The listing below is to be output in its exact form.

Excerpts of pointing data
#####
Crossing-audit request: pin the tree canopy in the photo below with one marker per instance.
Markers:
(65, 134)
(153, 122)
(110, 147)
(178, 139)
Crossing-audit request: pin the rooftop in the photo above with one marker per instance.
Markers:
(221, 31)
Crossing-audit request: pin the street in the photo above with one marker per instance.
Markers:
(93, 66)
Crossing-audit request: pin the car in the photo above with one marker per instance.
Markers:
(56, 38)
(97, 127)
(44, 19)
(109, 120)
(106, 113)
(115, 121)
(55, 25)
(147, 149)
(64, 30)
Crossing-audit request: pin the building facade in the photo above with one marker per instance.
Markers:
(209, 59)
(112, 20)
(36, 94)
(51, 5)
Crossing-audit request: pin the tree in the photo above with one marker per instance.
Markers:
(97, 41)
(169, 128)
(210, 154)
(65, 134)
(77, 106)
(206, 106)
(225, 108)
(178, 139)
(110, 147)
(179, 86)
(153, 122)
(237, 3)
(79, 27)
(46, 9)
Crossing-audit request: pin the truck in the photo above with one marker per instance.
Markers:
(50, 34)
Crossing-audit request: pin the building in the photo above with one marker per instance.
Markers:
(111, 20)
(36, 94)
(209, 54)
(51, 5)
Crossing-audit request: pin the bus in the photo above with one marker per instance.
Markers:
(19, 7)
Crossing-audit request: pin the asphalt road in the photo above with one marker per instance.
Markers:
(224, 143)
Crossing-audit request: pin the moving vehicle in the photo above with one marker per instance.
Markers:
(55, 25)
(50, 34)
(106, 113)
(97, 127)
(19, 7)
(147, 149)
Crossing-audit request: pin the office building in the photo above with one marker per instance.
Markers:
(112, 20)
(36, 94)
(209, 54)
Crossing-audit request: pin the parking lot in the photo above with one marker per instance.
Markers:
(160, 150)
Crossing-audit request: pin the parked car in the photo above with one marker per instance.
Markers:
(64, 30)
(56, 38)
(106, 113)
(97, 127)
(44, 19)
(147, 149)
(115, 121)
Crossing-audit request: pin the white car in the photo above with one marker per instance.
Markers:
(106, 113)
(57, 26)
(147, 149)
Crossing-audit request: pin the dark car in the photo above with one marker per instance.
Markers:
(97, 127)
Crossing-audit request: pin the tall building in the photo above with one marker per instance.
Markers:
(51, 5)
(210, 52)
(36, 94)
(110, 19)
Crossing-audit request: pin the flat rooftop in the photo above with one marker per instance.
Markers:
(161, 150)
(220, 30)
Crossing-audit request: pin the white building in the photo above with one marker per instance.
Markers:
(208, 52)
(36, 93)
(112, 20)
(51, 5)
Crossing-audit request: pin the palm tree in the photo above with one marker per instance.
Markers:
#####
Output of the exercise:
Crossing-audit request: pin the tree canopy in the photo below with one marker per instance.
Markers:
(65, 134)
(153, 122)
(110, 147)
(178, 139)
Crossing-audit request: pin the rooftop in the photo above with one marker per instance.
Markers:
(221, 31)
Crossing-audit request: pin the street in the photo above with one marker per instance.
Markers:
(93, 66)
Crossing-audit request: pin the car in the photo above with one marker per instance.
Markers:
(56, 38)
(97, 127)
(44, 19)
(109, 120)
(106, 113)
(115, 121)
(55, 25)
(147, 149)
(64, 30)
Crossing-audit request: pin the building facade in the photo above with one marker per instance.
Markers:
(209, 59)
(112, 20)
(36, 94)
(51, 5)
Crossing-audit request: pin the tree in the photo above with one marker per instance.
Markers:
(97, 41)
(169, 128)
(210, 154)
(65, 134)
(77, 106)
(206, 106)
(225, 108)
(178, 139)
(110, 147)
(179, 86)
(153, 122)
(237, 3)
(79, 27)
(46, 9)
Crossing-audit request: pin the truck in the photo above with one marker per instance.
Markers:
(50, 34)
Crossing-audit request: pin the building in the photo above with one marker per instance.
Markers:
(111, 20)
(36, 94)
(209, 54)
(51, 5)
Crossing-audit request: pin the bus in the photo above with one marker per instance.
Markers:
(19, 7)
Crossing-audit request: pin the asphalt road in the photo above with one marker per instance.
Markers:
(224, 143)
Crossing-audit request: pin the moving vehicle in the photo above with one marker per instance.
Markers:
(55, 25)
(50, 34)
(106, 113)
(97, 127)
(19, 7)
(147, 149)
Crossing-audit request: pin the office building in the photo above with one marker per instance.
Markers:
(112, 20)
(36, 94)
(209, 54)
Crossing-audit request: pin the parking lot in the photo above with one marker per instance.
Markers:
(160, 150)
Crossing-audit request: pin the parked car in the photo above with one marker per instance.
Markers:
(64, 30)
(56, 38)
(106, 113)
(97, 127)
(44, 19)
(147, 149)
(115, 121)
Crossing-audit request: pin the white car in the photo above with one marker per instance.
Markers:
(106, 113)
(57, 26)
(147, 149)
Crossing-audit request: pin the dark car in the photo above with one marker per instance.
Markers:
(97, 127)
Crossing-audit request: pin the tall building in the photo above with one marker per instance.
Markers:
(51, 5)
(210, 52)
(36, 94)
(110, 19)
Crossing-audit request: pin the flat rooftop in the photo above with one marker per instance.
Markers:
(161, 150)
(220, 30)
Crossing-audit request: pin the white building in the photo above with one marker per instance.
Markers:
(208, 52)
(36, 93)
(112, 20)
(51, 5)
Crossing-audit request: pin the palm tree in the photo above with one marker per instance.
Markers:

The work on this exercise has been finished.